SUPPLIED TEXT:
## begin

The Blaze reports, “The story, ‘As Egypt Descends in Chaos, Should Sarah Palin Support a US-Led Invasion?,' drew the ire of Maddow on last night’s program, as she used it to mock conservatives such as Palin for their far-out ideas.”

According to the satirical article:

The escalating crisis in Egypt could become a defining moment for Sarah Palin. Rioters have taken over the streets, top presidential cabinet members have fled the country and numerous reports of Christians having their phone and internet services cut off have reached America. The thirty-year reign of Hosni Mubarak may be finally reaching an end…

This dilemma does have a silver lining, however. It offers Sarah Palin an incredible opportunity. Stung after the events in Tucson, where leftwing activists tried to blame her for the acts of a mentally disturbed occultist, she could rise to the occasion and show off her credentials on the international stage…Governor Palin needs to speak out publicly and forcibly for an American-led invasion to protect our interests in North Africa…The Governor could become the center of their rallying cries.

Rachel Maddow read portions of the article on her television show, and used it as a moment to mock conservative thought, reminding her viewers that the assertions made in the article were not actually Palin’s, but were those belonging to some far-fetched conservatives. She concluded: “This is actually a moment where there is a real center in American policy; the center is a bipartisan thing, but it doesn’t mean that everyone is in the center.”

The video of Maddow’s faux pas was later scrubbed from MSNBC’s website, but Maddow did address her mistake on Twitter, where she wrote: "The bad news about a free and open Internet? Sometimes you get had by brilliant satirists. Christwire: 1 TRMS: 0."

## end

REQUIRED WORK:
(1) In the text on Maddow and the satirical article, where did Maddow address her mistake?
(2) List every person named in the text on Maddow and the satirical article.
(3) From the text on Maddow and the satirical article, repeat the passage starting at "According to the" and ending at "their rallying cries.".

EXTRACTED ENTRIES:
## begin

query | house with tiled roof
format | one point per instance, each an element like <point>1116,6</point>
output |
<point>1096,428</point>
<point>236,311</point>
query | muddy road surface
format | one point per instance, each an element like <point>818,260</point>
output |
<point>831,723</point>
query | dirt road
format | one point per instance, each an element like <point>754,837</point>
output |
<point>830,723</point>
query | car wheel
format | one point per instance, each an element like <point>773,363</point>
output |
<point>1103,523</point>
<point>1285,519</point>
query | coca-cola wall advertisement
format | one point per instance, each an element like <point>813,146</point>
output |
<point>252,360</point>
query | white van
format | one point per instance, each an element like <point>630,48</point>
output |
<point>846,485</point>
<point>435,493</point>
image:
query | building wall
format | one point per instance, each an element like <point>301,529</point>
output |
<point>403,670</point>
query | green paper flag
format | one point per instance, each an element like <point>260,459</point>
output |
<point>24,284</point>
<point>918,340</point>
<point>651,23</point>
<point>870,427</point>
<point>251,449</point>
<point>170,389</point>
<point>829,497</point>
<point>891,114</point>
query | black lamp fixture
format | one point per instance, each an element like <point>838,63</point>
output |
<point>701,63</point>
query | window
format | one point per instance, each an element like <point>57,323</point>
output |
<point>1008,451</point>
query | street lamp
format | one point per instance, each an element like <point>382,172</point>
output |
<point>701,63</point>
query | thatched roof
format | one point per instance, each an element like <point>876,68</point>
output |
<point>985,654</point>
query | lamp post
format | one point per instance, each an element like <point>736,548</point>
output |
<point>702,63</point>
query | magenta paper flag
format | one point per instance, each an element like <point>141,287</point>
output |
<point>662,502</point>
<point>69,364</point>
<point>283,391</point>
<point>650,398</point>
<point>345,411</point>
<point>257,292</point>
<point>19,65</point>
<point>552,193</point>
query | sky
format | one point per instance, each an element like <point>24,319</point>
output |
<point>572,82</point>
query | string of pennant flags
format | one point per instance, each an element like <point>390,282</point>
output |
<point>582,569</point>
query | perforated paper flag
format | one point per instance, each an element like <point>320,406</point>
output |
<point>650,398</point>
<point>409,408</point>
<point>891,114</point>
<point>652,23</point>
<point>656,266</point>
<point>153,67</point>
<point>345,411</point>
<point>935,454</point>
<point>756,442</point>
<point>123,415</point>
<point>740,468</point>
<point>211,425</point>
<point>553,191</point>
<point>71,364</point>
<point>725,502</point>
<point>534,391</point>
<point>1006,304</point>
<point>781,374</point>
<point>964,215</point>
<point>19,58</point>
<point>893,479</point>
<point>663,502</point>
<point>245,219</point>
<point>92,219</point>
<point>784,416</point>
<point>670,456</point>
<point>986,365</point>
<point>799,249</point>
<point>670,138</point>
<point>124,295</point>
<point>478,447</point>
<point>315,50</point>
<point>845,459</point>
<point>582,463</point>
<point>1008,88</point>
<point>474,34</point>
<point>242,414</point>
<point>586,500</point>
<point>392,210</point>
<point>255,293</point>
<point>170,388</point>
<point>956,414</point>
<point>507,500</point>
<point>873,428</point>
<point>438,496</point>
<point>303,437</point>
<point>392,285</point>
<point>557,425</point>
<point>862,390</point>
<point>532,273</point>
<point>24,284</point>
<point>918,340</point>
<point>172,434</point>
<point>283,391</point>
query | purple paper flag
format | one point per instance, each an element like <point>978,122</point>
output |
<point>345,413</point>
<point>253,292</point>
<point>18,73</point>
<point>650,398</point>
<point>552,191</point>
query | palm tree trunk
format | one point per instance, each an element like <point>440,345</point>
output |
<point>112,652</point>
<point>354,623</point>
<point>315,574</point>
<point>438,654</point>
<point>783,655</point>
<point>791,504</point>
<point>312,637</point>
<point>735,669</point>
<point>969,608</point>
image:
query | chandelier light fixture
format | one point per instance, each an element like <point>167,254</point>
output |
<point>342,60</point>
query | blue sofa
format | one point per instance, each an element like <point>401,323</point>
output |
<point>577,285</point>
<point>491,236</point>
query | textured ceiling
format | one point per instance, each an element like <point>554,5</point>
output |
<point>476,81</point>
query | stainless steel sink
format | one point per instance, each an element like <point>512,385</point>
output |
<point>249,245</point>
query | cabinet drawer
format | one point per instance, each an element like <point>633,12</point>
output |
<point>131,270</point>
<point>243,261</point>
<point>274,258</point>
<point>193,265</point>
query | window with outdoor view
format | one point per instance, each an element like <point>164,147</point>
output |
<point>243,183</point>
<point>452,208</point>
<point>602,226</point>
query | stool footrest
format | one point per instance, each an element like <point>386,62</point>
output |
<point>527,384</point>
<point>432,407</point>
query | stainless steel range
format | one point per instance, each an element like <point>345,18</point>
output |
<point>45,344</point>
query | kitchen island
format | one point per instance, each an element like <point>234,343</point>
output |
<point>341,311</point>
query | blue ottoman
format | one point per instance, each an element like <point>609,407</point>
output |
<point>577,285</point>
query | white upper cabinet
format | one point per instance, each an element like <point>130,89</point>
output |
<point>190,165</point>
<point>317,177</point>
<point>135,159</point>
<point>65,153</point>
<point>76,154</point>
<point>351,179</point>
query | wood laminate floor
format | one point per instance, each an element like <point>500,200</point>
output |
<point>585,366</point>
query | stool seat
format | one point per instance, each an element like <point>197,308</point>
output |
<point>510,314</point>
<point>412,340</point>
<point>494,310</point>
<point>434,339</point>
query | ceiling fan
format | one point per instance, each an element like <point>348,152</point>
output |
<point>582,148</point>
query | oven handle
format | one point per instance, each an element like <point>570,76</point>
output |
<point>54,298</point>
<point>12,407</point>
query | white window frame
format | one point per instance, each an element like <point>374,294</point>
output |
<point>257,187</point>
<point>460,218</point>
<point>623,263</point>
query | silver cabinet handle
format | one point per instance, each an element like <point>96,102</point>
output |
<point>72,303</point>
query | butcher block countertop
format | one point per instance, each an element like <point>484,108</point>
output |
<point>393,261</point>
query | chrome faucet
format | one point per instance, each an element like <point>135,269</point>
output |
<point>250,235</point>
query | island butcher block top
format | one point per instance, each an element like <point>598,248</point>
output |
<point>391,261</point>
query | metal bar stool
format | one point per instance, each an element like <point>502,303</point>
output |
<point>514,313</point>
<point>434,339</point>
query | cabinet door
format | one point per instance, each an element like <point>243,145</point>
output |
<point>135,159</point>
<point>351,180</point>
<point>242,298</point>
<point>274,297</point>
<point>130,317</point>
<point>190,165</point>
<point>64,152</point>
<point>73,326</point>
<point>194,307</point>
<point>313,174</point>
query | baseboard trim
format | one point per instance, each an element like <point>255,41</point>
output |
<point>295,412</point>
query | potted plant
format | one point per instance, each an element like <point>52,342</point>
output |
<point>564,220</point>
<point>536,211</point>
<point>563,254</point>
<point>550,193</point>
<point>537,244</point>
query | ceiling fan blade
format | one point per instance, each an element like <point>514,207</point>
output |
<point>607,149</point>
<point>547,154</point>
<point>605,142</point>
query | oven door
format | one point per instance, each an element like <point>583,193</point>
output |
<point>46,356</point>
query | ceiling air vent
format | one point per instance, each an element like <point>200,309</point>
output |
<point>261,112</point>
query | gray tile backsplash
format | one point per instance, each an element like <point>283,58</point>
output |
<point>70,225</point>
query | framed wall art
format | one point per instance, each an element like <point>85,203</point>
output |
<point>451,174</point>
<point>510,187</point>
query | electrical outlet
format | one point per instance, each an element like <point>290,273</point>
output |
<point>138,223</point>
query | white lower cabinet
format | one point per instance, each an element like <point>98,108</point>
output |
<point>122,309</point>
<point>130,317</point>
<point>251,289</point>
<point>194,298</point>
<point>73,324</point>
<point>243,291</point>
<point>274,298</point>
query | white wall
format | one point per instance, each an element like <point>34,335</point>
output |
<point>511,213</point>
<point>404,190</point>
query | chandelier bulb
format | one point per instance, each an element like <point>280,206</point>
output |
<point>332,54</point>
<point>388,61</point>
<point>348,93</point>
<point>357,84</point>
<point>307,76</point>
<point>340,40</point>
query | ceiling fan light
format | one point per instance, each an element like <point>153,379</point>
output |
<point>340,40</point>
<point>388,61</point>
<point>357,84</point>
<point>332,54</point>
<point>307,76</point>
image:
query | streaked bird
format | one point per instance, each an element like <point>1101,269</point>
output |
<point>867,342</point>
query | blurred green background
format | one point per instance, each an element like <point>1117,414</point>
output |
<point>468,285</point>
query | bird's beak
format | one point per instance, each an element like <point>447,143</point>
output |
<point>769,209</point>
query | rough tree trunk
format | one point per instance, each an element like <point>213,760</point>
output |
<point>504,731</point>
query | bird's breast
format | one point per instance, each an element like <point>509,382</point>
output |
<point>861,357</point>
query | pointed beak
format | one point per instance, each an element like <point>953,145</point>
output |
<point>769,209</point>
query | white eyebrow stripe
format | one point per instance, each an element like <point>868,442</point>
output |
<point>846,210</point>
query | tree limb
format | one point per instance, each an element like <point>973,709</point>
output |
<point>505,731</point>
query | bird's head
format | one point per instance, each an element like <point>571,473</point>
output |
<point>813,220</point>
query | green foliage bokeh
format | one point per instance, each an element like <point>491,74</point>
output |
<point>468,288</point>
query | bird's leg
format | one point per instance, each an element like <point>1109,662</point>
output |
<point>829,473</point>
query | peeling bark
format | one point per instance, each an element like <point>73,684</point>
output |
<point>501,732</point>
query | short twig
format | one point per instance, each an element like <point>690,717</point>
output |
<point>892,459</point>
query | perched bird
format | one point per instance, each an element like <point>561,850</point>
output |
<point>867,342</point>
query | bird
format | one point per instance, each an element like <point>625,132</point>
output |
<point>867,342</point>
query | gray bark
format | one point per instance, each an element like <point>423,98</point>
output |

## end

SOLUTIONS:
(1) On Twitter.

(2) Sarah Palin, Hosni Mubarak, Rachel Maddow

(3)
According to the satirical article:

The escalating crisis in Egypt could become a defining moment for Sarah Palin. Rioters have taken over the streets, top presidential cabinet members have fled the country and numerous reports of Christians having their phone and internet services cut off have reached America. The thirty-year reign of Hosni Mubarak may be finally reaching an end…

This dilemma does have a silver lining, however. It offers Sarah Palin an incredible opportunity. Stung after the events in Tucson, where leftwing activists tried to blame her for the acts of a mentally disturbed occultist, she could rise to the occasion and show off her credentials on the international stage…Governor Palin needs to speak out publicly and forcibly for an American-led invasion to protect our interests in North Africa…The Governor could become the center of their rallying cries.